━━ Record set ━━

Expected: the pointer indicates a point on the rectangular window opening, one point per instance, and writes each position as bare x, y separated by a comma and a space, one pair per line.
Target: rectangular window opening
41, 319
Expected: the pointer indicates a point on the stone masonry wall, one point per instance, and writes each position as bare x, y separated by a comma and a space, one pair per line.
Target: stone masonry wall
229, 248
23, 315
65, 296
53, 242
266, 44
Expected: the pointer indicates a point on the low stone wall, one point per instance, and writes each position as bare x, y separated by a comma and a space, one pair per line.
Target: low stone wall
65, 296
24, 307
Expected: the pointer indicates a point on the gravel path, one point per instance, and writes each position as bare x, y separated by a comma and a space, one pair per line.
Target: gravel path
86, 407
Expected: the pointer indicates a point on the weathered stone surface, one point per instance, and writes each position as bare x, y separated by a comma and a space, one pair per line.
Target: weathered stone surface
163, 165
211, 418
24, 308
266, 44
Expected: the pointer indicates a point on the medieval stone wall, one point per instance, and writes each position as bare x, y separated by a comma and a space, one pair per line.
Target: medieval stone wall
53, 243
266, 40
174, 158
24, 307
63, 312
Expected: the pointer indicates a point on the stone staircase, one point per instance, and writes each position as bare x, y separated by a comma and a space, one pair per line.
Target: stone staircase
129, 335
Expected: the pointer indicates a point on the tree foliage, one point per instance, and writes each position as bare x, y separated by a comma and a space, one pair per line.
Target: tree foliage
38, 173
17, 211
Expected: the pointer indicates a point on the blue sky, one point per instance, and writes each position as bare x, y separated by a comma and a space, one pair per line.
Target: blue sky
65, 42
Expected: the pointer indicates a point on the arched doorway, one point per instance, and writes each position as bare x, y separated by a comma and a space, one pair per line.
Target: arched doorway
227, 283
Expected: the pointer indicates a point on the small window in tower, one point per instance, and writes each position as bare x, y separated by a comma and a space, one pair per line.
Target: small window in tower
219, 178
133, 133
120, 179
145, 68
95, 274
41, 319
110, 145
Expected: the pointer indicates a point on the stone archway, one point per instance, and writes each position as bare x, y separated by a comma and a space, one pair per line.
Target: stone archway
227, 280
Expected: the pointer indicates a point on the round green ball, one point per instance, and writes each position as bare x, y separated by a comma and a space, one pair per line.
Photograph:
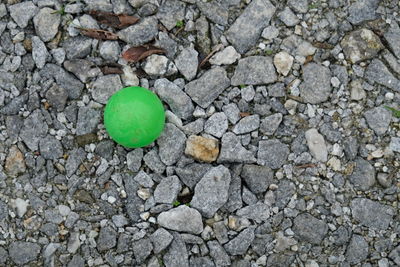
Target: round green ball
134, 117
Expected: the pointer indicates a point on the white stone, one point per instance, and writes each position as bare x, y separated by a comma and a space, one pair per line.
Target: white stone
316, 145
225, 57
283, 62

━━━
━━ Record set ━━

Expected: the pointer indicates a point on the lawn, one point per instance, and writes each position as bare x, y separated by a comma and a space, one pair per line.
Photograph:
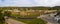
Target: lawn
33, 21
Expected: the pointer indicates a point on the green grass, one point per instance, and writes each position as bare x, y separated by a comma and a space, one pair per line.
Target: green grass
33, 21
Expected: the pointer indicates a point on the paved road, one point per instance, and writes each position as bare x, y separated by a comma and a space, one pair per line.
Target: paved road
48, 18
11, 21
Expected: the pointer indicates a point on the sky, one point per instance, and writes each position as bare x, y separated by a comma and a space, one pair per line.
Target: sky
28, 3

━━━
━━ Record set ━━

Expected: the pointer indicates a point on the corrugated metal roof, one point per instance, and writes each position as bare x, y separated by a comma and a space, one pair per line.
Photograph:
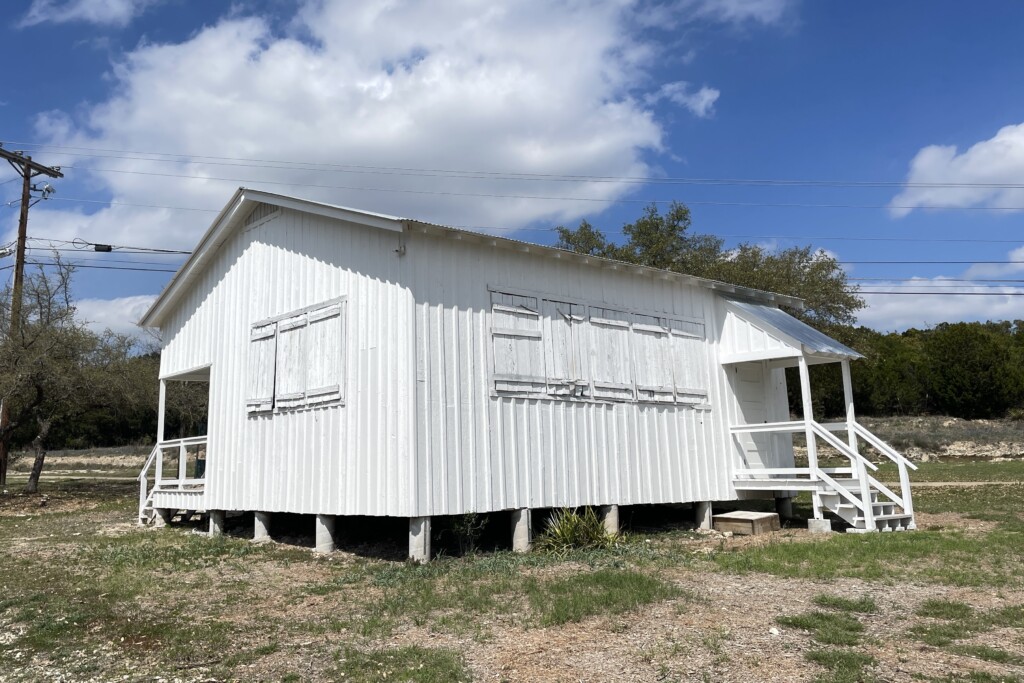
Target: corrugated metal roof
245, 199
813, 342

━━━

### Aim of the exercise
Whatever else the listing above holds, retype exactly only the lines from the one containing "Expected: the pointer indicates a point on the rectangular" to the one containing "Expected: the pointer indicates a point on the low", both ends kept.

### Written solution
Expected: the pointer indicates a point on the rectangular window opening, one point per instance, and writes each position as bare x, y separated by a comma and a space, one pair per line.
Target: rectangular window opening
41, 319
Expected: the pointer indicates a point on the stone masonry wall, one point per instance, and writes each position as bare x, y separated by a comma and a space, one pair per line.
Target: stone masonry wall
229, 248
23, 315
65, 296
53, 242
266, 44
Expected: the pointer indicates a point on the low stone wall, one point per instance, and writes each position as bare x, y separated by a comma and a space, one pair per line.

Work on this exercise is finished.